• **What you should do**
Please copy the rows again, starting at the line that has "of the wire" and stopping after the line that has "(1121, 730)", swapping "wire fence" for "chain-link fence" and leaving everything else unchanged.

• **Given records**

───

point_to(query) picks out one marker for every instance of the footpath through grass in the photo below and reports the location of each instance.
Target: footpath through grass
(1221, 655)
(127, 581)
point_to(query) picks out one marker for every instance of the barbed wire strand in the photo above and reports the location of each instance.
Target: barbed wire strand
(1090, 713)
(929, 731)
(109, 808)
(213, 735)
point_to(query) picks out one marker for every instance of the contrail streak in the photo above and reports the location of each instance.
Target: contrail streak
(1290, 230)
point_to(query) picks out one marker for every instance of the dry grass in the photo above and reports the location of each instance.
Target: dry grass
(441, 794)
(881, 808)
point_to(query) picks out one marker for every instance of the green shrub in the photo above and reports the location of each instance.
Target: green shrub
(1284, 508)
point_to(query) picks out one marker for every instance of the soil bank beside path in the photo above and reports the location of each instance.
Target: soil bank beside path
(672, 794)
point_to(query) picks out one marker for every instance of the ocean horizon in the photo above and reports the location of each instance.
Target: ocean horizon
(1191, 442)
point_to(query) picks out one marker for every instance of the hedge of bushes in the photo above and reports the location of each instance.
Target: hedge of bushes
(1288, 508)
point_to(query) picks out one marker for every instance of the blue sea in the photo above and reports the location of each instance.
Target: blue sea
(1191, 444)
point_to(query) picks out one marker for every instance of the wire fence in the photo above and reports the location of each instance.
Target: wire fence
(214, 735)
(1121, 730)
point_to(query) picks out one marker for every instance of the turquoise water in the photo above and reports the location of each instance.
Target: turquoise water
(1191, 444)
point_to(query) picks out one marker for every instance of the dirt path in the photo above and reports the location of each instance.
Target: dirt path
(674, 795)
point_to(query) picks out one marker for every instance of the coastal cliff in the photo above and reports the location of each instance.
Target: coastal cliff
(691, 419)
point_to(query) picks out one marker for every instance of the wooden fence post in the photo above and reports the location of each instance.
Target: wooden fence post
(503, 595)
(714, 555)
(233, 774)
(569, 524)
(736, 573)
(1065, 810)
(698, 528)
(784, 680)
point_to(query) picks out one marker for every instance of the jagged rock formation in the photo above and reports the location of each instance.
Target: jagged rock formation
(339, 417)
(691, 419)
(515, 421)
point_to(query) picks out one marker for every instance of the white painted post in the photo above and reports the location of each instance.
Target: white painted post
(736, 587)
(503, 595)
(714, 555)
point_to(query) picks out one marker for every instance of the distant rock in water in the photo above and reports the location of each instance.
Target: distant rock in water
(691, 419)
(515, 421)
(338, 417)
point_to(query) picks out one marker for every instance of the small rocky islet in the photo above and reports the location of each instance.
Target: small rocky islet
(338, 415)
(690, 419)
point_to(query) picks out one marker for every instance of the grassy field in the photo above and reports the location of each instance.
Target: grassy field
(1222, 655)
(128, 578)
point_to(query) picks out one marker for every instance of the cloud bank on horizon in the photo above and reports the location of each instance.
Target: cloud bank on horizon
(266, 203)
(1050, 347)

───

• **Exercise response**
point_to(query) picks out one marker for every instance of the chain-link fence in the photo above and reports the location of each instance.
Target: chain-link fence
(214, 735)
(1121, 730)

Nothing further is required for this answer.